What is expected >> Render the entries below as a JSON list of strings with one string per line, starting at the line that contains "Question. Identify every instance of the twig" and running through the last line of the entries, both ends included. Leave out any blank lines.

[START OF Material to process]

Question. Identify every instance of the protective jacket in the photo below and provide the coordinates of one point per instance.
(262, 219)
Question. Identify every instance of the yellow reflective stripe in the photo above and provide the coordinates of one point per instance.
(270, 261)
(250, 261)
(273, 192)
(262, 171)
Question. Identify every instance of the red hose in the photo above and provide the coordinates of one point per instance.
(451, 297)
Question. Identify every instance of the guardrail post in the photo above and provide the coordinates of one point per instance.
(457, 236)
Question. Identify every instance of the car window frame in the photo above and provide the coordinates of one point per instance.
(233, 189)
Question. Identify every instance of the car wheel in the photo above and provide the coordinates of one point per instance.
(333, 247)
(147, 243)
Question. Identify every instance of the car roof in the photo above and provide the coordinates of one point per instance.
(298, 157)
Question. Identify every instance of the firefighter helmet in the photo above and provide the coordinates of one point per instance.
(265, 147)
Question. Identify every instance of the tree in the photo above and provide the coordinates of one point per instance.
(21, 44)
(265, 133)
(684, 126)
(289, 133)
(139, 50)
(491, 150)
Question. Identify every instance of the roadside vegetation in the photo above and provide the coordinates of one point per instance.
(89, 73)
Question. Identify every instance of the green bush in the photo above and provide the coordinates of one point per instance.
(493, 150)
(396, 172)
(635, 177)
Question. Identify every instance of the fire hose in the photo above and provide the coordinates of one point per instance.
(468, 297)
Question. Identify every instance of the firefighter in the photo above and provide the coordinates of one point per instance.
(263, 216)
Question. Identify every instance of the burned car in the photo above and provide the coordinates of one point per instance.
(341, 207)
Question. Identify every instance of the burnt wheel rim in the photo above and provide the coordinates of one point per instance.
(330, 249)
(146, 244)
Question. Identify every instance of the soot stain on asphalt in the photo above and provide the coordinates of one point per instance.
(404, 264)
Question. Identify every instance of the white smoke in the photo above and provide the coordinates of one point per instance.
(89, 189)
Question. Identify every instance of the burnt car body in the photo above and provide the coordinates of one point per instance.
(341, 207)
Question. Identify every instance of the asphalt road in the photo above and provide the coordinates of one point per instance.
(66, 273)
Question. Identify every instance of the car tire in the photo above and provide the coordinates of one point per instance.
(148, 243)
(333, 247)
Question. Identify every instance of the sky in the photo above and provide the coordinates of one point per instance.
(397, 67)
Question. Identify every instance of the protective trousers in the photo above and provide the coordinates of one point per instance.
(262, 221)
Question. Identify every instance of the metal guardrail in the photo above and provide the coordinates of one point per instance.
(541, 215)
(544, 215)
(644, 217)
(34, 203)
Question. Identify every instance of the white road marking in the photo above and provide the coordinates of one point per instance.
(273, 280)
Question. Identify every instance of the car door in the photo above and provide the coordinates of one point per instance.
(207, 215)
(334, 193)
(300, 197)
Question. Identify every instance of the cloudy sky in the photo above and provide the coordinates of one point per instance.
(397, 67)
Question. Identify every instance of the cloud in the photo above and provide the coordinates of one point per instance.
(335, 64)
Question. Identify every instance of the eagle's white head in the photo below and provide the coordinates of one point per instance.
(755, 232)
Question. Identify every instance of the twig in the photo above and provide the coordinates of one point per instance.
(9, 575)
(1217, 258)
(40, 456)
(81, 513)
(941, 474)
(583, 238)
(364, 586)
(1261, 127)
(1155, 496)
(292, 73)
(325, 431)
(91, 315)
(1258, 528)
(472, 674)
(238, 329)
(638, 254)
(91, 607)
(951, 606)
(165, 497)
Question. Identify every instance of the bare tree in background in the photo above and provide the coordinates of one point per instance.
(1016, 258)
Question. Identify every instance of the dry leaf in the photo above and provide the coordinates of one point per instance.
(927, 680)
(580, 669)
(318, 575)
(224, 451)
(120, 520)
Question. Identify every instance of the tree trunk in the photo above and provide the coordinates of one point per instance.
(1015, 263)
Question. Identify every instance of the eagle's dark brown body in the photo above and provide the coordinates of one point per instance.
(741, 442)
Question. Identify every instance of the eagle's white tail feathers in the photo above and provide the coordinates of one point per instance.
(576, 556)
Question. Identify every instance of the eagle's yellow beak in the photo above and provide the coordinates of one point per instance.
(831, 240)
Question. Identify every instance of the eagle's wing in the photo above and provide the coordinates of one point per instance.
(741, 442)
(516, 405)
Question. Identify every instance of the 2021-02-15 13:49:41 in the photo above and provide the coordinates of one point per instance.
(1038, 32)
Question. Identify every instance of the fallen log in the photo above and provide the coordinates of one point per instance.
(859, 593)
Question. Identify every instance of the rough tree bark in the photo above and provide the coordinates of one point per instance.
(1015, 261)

[END OF Material to process]

Result below >>
[
  "Question. Identify every instance of the twig in the photo above and provide the coordinates of one point per instance.",
  "(9, 575)",
  "(1217, 258)",
  "(40, 456)",
  "(81, 513)",
  "(941, 474)",
  "(583, 238)",
  "(364, 586)",
  "(1261, 127)",
  "(1155, 496)",
  "(292, 73)",
  "(325, 431)",
  "(91, 315)",
  "(1258, 528)",
  "(472, 674)",
  "(238, 329)",
  "(638, 254)",
  "(91, 607)",
  "(951, 606)",
  "(165, 497)",
  "Question. Identify every instance of the bare tree in background in the photo above and provide the coordinates of one point per instance.",
  "(1016, 258)",
  "Question. Identify every instance of the dry leaf in the photo above and provide the coordinates of one point per instance.",
  "(927, 680)",
  "(580, 669)",
  "(318, 575)",
  "(224, 451)",
  "(120, 520)",
  "Question. Identify every instance of the tree trunk in the photo above and provide the coordinates of one point per instance.",
  "(1015, 263)",
  "Question. Identify every instance of the eagle's dark brown body in the photo above and provide the coordinates of one point per instance.",
  "(741, 442)",
  "Question. Identify every instance of the eagle's white tail feathers in the photo above and provide the coordinates of one point per instance.",
  "(576, 556)",
  "Question. Identify every instance of the eagle's yellow beak in the photo above and provide the coordinates of one point per instance.",
  "(831, 240)",
  "Question. Identify every instance of the eagle's wing in the photo above and provide the coordinates of one point per instance.",
  "(741, 442)",
  "(516, 405)",
  "Question. Identify every instance of the 2021-02-15 13:49:41 in the photo above and provide the coordinates of one point per instance.",
  "(1038, 32)",
  "Question. Identify every instance of the fallen log in the photo above and provide the coordinates of one point per instance.",
  "(859, 593)",
  "Question. Identify every instance of the rough tree bark in the photo above and provide the coordinates of one point per instance.",
  "(1015, 261)"
]